Aunque, como dije antes, Sarlo era antes que todo una apasionada de la Argentina, su trayectoria intelectual fue siempre enemiga del nacionalismo. En su libro autobiográfico Viajes, confiesa que el desembarco del ejército argentino en las islas Malvinas, que iniciaría la guerra con Inglaterra en 1982, fue uno de los hechos más traumáticos de su vida política durante la última dictadura militar. Su posición contraria a la toma de las islas “implicaba formar parte de un grupo casi invisible”. El acompañamiento de la sociedad argentina a esa aventura delirante fue prácticamente unánime: el dictador Galtieri habló a una de las plazas de Mayo más numerosas de las que se tenga memoria; los dirigentes de los partidos políticos, salvo contadas excepciones, se pronunciaron en la misma línea; varios exiliados a causa de la misma dictadura que llevó adelante el operativo (responsable, además, del asesinato de gran parte de sus compañeros de ruta) firmaron documentos que, a pesar de todas sus reservas, adhirieron a la causa nacional. “Nunca me sentí más lejos del país donde vivía que en esos meses en los que todo había sido eclipsado por la ilusión de que guiada por la dictadura, la Argentina vencía a Gran Bretaña. Esa fantasía colectiva fue mi pesadilla”, escribe Sarlo, y con esa declaración replica el título del capítulo del libro, “Una extranjera en las islas”. La causa Malvinas la convirtió en una extranjera en su propio país; las islas, a las que viajaría en 2013 para cubrir el referéndum en el que los isleños se pronunciaron en un 99% a favor de pertenecer a Gran Bretaña, le harán experimentar la extranjería en el mismísimo territorio que se reclamaba como propio. Sarlo recorre las islas como un fenomenólogo analizaría las experiencias sensibles, intentando dejar de lado sus prejuicios, viendo qué de ellas podría identificarse con su país. El paisaje, es cierto, le recuerda a la Patagonia. Los homenajes a los caídos del ejército argentino la sensibilizan. Y aun así, las islas le parecen extranjeras por su lengua, por su cultura, su demografía y sus costumbres: “No me pronuncio sobre su soberanía, sino sobre aquello que construye, día a día, lo que aprendimos a valorar: la densidad de la vida cotidiana”.

* Listado proporcionado
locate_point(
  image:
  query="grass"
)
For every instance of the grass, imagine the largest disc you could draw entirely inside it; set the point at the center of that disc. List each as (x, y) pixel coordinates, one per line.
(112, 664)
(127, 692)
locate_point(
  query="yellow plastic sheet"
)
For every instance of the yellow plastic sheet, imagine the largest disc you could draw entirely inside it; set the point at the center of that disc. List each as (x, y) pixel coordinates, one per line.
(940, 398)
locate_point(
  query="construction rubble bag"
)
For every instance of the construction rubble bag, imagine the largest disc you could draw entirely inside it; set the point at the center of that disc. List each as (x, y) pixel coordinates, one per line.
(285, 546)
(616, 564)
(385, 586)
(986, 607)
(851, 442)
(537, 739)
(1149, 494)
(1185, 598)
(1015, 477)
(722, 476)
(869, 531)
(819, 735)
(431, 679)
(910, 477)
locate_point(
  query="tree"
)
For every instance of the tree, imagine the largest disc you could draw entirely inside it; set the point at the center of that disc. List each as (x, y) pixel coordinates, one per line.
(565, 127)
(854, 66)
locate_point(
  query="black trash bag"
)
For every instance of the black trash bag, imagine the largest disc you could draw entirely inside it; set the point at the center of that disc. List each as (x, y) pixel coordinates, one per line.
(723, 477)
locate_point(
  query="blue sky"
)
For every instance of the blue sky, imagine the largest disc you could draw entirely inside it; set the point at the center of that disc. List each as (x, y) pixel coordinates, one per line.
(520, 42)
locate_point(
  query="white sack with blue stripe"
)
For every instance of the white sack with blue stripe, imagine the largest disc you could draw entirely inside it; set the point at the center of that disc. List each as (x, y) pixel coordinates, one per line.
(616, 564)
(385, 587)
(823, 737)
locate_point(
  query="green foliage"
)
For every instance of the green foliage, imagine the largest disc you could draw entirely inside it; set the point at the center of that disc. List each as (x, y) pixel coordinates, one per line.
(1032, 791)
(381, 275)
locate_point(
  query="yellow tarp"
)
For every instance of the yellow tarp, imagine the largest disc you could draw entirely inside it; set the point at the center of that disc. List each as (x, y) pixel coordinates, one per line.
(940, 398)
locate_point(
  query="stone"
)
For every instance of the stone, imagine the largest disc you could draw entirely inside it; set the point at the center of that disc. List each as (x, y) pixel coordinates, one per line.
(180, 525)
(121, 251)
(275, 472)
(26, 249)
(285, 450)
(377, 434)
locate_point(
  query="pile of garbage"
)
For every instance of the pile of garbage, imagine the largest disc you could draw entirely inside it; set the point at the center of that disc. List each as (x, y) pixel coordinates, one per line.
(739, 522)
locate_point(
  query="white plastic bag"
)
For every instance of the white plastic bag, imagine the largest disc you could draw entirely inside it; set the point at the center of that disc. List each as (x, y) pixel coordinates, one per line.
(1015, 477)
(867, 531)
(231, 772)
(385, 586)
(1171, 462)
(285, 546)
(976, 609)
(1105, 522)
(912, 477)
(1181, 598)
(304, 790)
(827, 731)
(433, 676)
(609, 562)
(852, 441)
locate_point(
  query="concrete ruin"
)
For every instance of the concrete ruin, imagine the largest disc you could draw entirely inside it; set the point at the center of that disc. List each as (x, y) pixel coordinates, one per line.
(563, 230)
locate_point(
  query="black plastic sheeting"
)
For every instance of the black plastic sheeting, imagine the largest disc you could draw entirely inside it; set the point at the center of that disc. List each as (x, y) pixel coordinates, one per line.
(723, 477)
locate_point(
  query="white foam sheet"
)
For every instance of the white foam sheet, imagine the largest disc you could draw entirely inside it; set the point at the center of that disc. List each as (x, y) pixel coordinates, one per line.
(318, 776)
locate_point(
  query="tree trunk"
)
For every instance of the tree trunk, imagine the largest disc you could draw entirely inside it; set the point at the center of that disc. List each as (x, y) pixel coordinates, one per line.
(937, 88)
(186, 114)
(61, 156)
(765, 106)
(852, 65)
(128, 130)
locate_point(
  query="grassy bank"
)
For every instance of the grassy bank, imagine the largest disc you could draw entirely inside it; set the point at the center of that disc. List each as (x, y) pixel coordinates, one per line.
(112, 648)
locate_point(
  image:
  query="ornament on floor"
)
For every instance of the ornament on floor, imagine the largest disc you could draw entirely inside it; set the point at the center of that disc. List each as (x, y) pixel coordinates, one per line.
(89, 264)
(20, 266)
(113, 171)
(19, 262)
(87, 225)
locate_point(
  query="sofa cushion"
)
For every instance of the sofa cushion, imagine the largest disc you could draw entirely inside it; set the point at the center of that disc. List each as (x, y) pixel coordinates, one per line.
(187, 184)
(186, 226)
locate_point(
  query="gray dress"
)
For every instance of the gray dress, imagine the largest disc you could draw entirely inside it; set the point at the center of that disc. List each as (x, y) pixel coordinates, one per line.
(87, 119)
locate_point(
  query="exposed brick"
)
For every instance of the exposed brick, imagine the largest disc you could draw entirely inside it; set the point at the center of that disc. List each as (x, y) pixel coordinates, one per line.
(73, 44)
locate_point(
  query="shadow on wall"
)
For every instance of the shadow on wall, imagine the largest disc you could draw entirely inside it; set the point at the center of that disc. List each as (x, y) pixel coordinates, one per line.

* Qué hacer
(a) Responde sobre el fragmento:
(i) ¿Cómo se titula el capítulo de Viajes que se menciona?
(ii) ¿En qué año viajó Sarlo a las islas y qué fue a cubrir?
(iii) ¿A qué región argentina le recuerda el paisaje de las islas?
(b) ¿Qué líneas del listado contienen la cadena "blue"? Selecciónalas y cópialas todas, distinguiendo entre mayúsculas y minúsculas.

* Respuestas por tarea
(a)
(i) "Una extranjera en las islas".
(ii) En 2013, para cubrir el referéndum sobre la pertenencia de las islas.
(iii) A la Patagonia.

(b)
  query="blue sky"
For every instance of the blue sky, imagine the largest disc you could draw entirely inside it; set the point at the center of that disc. List each as (x, y) pixel coordinates, one per line.
  query="white sack with blue stripe"
For every instance of the white sack with blue stripe, imagine the largest disc you could draw entirely inside it; set the point at the center of that disc. List each as (x, y) pixel coordinates, one per line.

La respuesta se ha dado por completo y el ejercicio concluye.